What is expected: Emit the data below verbatim, stripping out any pictures.

Records provided:

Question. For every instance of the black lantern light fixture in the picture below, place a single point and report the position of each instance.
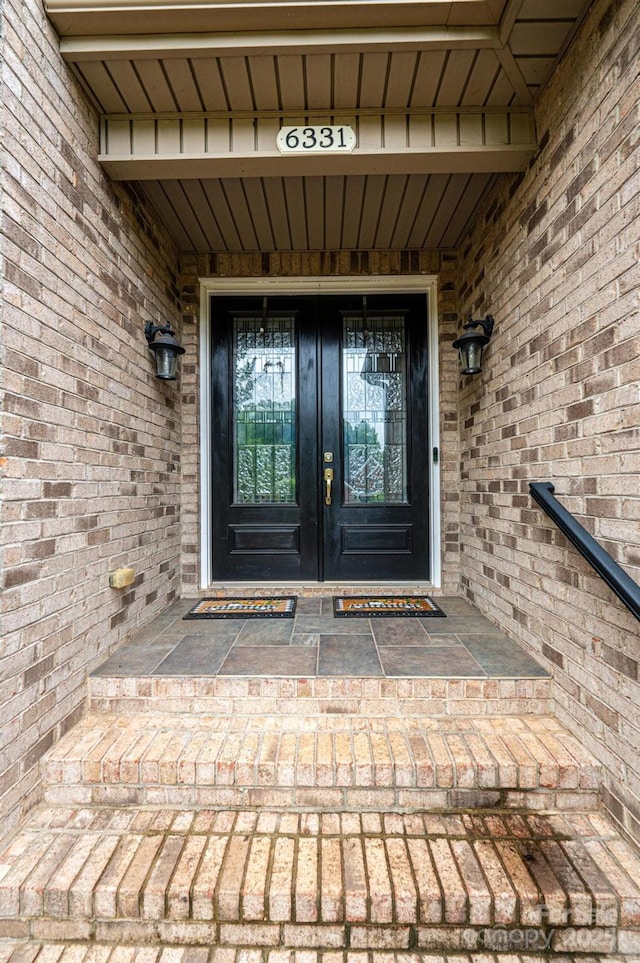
(162, 342)
(471, 344)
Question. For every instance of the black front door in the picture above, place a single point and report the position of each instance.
(320, 438)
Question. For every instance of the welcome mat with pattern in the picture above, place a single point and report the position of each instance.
(380, 606)
(275, 607)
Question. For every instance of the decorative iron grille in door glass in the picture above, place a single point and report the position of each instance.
(374, 391)
(264, 409)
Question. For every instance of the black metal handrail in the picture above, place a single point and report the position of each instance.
(616, 578)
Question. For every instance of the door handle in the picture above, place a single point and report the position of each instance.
(328, 481)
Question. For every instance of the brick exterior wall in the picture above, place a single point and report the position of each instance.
(324, 264)
(554, 256)
(91, 456)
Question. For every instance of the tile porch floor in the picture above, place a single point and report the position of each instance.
(315, 644)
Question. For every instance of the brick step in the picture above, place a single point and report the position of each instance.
(321, 881)
(321, 761)
(370, 697)
(35, 951)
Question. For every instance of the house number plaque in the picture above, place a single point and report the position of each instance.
(315, 140)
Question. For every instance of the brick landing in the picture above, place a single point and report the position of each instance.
(333, 761)
(321, 881)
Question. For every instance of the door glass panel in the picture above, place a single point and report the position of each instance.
(264, 409)
(374, 400)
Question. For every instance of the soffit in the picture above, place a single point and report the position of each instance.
(257, 59)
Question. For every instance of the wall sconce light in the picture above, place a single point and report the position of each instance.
(166, 349)
(471, 344)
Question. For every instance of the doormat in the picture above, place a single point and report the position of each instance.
(273, 607)
(381, 606)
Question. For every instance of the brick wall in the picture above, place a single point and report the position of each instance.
(554, 256)
(313, 264)
(91, 456)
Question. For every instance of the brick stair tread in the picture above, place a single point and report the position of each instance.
(280, 695)
(317, 880)
(35, 951)
(168, 752)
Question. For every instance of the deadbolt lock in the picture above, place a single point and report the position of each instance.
(328, 481)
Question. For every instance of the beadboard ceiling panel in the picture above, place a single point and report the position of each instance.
(318, 213)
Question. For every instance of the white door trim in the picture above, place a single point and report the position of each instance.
(377, 284)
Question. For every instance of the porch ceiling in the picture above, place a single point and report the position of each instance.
(439, 92)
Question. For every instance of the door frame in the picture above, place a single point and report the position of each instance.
(376, 284)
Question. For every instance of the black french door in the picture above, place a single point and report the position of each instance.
(320, 438)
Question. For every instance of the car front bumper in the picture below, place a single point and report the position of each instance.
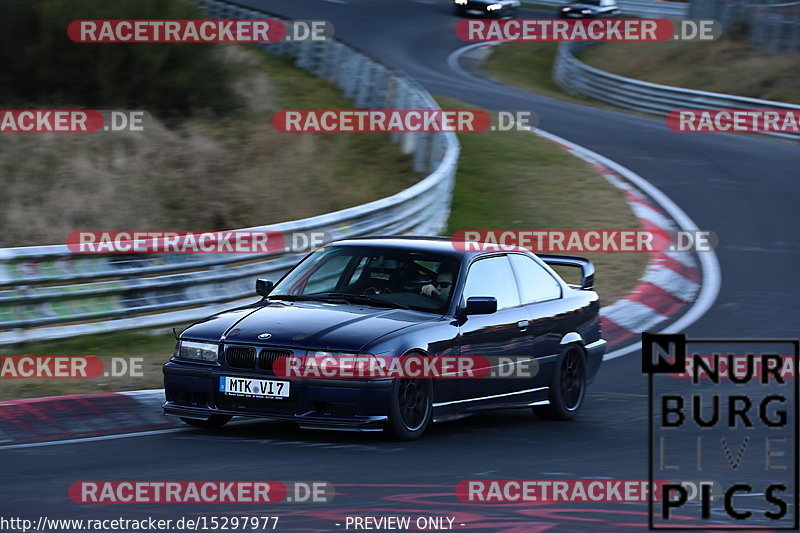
(357, 405)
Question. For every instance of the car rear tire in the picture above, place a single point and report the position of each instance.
(567, 386)
(412, 408)
(212, 422)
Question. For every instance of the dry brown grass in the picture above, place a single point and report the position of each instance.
(728, 65)
(209, 174)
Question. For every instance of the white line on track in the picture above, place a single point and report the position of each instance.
(92, 439)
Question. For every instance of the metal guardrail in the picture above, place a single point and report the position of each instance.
(48, 292)
(639, 8)
(575, 76)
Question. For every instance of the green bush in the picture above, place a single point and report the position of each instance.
(42, 67)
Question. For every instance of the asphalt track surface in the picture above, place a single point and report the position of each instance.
(744, 189)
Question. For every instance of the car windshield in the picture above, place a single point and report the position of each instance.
(372, 276)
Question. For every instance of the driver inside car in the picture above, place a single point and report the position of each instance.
(440, 288)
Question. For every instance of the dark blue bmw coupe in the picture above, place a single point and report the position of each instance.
(395, 299)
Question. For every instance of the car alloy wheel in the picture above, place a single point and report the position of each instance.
(567, 386)
(412, 407)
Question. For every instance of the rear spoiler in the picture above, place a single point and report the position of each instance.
(586, 266)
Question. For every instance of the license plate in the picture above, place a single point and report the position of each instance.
(254, 388)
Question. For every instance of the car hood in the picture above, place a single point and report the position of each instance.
(306, 325)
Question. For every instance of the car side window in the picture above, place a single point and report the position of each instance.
(492, 277)
(536, 283)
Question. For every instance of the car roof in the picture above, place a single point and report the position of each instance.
(439, 245)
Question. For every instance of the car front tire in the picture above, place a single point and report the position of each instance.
(567, 386)
(212, 422)
(411, 409)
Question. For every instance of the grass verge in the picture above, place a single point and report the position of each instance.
(529, 66)
(728, 65)
(206, 174)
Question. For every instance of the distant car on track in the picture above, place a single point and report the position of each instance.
(589, 9)
(395, 297)
(486, 8)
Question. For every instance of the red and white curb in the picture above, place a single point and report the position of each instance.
(672, 281)
(86, 416)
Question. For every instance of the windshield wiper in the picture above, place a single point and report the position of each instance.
(367, 299)
(298, 297)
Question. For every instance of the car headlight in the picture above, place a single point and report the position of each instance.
(200, 351)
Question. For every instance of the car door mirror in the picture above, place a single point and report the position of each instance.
(481, 305)
(263, 287)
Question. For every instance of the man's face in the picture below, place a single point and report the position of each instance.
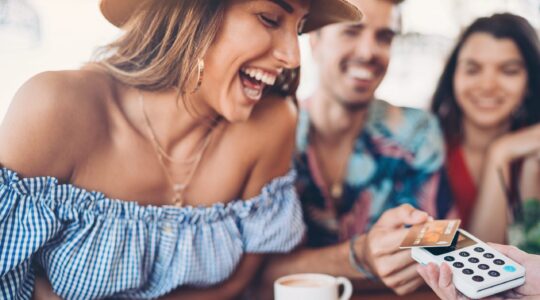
(353, 57)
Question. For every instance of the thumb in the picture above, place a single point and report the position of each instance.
(512, 252)
(404, 214)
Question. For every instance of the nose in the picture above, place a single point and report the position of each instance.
(287, 51)
(488, 81)
(366, 46)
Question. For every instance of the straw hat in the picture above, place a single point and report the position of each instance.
(323, 12)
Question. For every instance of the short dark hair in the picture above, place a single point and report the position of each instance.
(501, 26)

Full response:
Question. For every instance of the black lantern light fixture in the picture below, place a single point and report the position of each instance.
(162, 342)
(471, 344)
Question. For every instance of the black front door in the picture above, place a single point and report the position of each instance.
(320, 438)
Question. For every instance of the welcome mat with pattern in the picture above, place a single point and report the position of each instance.
(380, 606)
(275, 607)
Question. For every instance of the decorative iron grille in door glass in the picture above, place a single point and report the position of each instance.
(374, 391)
(264, 409)
Question. For every instance of the black metal handrail in the picture above, place a single point and report the position of each instance.
(616, 578)
Question. For every instance of the door handle in the picture above, place a single point and report the position of each instance.
(328, 481)
Question. For every instance of the brick exterior wall in the picture above, place a single point and report the position of each instance.
(324, 264)
(554, 256)
(91, 456)
Question. For every instance of the tile porch floor in the picture above, place a single point and report the position of each instance.
(315, 644)
Question. For every instance of the brick step in the picture above, place a single point and report the position of each instance.
(321, 881)
(321, 761)
(370, 697)
(35, 951)
Question. For every instance of the house number plaque in the picture above, place a single point and report the position of each instance.
(315, 140)
Question. For every instance of the brick landing in the picture above, place a single point and report the position of each instance.
(333, 761)
(321, 881)
Question. For every instance of the door glass panel in the picture above, place a single point and report the position of each instance.
(264, 409)
(374, 400)
Question. For every instance of the soffit in the picture above, place a single point and report the position of each instance.
(257, 59)
Question. For every instance of the wall sconce light in the picture above, place a single point and report the position of each instance.
(166, 349)
(471, 344)
Question. For every instance of the doormat in the picture above, place a single point and report the position of each instance.
(273, 607)
(381, 606)
Question. For every instance of the brick wall in the picture above, place a single point and report the position of each instance.
(554, 256)
(313, 264)
(91, 456)
Question. For every instance of the brick stair tread in the picture above, place a single point and report the position of each instance.
(280, 695)
(317, 880)
(35, 951)
(168, 752)
Question. For every instance of the deadbolt lock in the picture above, place a single point and report the position of each instance.
(328, 481)
Question. For every instance of the beadboard ceiling panel in the picture above, place a single point and report the position of each instance.
(318, 213)
Question. For every instance of the white door trim in the picture above, place a single point and report the position of each instance.
(377, 284)
Question. For every instance of the porch ceiling in the picture above, place a single point and report the position of each instance.
(439, 92)
Question. For every instance of the door frame in the picture above, place a single point and report the position of each instance.
(376, 284)
Question. For every instance of the black french door in the picture above, place a single point and report the position of each instance.
(320, 438)
Question. For every instance of the car front bumper in the picture below, place a single point and report the position of each instance.
(357, 405)
Question. For every instance of the car rear tire in the picture above, place a single point and report the position of each instance.
(567, 386)
(412, 408)
(212, 422)
Question. For every instance of the dry brown grass in the picture above, place a single point and report the position of each instance.
(728, 65)
(209, 174)
Question. For every instance of the white line on track in the picture above, place a single point and report the position of each instance.
(92, 439)
Question. For every instance of the metal guardrail in the picture above, place a single point and report the position of each instance.
(48, 292)
(639, 8)
(575, 76)
Question. For every instance of the green bush in the picture above, place a single point and report the position of each instance.
(42, 67)
Question. For every instance of the asphalt track surface in the picture above, place a single point and report the position of each instance.
(744, 189)
Question. For every instance of the car windshield in the picture above, place a single point and report the position of each instance.
(372, 276)
Question. For every instance of the driver inside car in the picture above, place a single point and report the position of each instance.
(440, 288)
Question. For every instance of the dark blue bmw coupe in the picture above, place a single point and report the position of each instance.
(395, 299)
Question. For every instance of the car alloy wheel in the picture above, place a single point and report the position of each instance.
(567, 386)
(412, 407)
Question. For every instance of the rear spoiler in the picture above, place a single point and report the position of each instance.
(586, 266)
Question. For every instance of the license plate in the picture above, place a single point and report the position of each instance.
(254, 388)
Question. For every instance of the car hood in the picture above, place a single point and report the position of each instance.
(306, 325)
Question. For every instance of the car side window in the picture above, place a single point and report the position of each instance.
(492, 277)
(536, 283)
Question. For every instance of the car roof in the picture above, place a single point and report the position of each instance.
(439, 245)
Question. For every instance of the car front tire in the picture above, place a single point and report the position of each instance.
(567, 386)
(212, 422)
(411, 409)
Question. For every instance of the grass verge in the picture above, place a single point and report the position of each instance.
(529, 66)
(728, 65)
(206, 174)
Question. For every instance of the distant car on track in the picture above, place a single point and report the position of each instance.
(589, 9)
(395, 297)
(486, 8)
Question. For every instance of the red and white curb in the picture above, place a single point and report the position of each instance.
(672, 281)
(86, 416)
Question. For every instance of the windshield wiper in the picture above, place a single point and report the position of each instance.
(367, 299)
(298, 297)
Question. For every instance of the car headlight in the picture above, place a single point and report the position of each instance.
(200, 351)
Question. For every instance of the car door mirror in the picture above, place a single point and report the position of each instance.
(481, 305)
(263, 287)
Question. For every instance of the man's face in the picture below, place a single point and report the position of each instance.
(353, 57)
Question. For every instance of the thumb in the picture above, place a single point and report the position of each instance.
(512, 252)
(404, 214)
Question. For every instance of the nose in the picture above, place a single point and report the position of each instance.
(287, 51)
(488, 81)
(366, 46)
Question. For every instance of the straw hat in the picture above, place a single point and report the position of each instance.
(323, 12)
Question. For every instance of the short dark hair in the picture above, place a single point and report the position of each instance.
(501, 26)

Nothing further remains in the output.